_Set task_: Edit the part of the items that opens with the line containing "Task: indicate one point on every instance of the steep" and runs through the end of the items, changing "brown sign" to "wooden sign" and leaving everything else unchanged. Give back only that part.

_Task material_:

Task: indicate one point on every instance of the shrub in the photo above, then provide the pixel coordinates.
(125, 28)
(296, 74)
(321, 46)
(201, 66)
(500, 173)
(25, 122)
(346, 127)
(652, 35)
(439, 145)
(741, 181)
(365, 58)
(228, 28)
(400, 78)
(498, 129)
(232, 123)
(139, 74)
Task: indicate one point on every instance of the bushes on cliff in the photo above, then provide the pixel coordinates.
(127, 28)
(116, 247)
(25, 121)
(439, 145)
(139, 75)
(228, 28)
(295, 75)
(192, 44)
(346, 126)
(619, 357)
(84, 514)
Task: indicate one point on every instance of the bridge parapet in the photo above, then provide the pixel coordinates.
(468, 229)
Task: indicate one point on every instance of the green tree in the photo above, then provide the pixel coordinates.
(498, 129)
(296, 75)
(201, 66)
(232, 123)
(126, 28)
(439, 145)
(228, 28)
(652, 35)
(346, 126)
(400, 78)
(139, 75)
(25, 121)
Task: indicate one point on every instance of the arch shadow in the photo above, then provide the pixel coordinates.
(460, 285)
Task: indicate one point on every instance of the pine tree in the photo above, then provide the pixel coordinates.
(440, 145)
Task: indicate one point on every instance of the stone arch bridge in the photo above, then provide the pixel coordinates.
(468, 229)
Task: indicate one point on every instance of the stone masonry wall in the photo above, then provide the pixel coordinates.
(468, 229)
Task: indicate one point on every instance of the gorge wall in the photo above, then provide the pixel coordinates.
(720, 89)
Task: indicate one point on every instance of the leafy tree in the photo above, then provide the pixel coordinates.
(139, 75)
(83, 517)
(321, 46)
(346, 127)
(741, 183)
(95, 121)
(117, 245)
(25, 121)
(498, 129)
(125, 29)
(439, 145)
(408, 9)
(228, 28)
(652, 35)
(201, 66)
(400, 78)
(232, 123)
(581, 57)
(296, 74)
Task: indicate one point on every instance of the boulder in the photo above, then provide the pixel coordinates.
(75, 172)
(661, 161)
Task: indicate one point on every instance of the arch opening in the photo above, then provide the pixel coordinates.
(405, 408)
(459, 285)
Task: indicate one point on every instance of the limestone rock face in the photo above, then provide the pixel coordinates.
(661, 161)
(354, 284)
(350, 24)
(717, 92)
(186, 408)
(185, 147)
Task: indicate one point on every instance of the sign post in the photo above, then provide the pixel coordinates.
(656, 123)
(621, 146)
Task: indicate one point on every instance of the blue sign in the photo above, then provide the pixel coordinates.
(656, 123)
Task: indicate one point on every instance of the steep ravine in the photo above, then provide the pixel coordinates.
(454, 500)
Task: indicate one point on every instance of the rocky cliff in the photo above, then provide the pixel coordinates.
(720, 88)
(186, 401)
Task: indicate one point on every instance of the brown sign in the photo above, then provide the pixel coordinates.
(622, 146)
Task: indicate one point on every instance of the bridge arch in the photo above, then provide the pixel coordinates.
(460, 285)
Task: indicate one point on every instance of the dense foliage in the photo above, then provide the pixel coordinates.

_Output_:
Task: indicate one point on every instance of the steep ravine in the photo above, then provide the pixel coordinates.
(454, 500)
Task: indicate one point on every instance of the rocky cliff in the photo above, then provide the pixel coordinates.
(720, 88)
(186, 401)
Task: indicate one point on every instance of the wooden sign in the photo above, then provide the pixel coordinates.
(622, 146)
Task: indicate one point on every instance of the bridge arch in the photo above, then provide the pixel coordinates.
(460, 285)
Task: indicate one point on every instance of the dense foliage in the photo above, then provide the pixel coordinates.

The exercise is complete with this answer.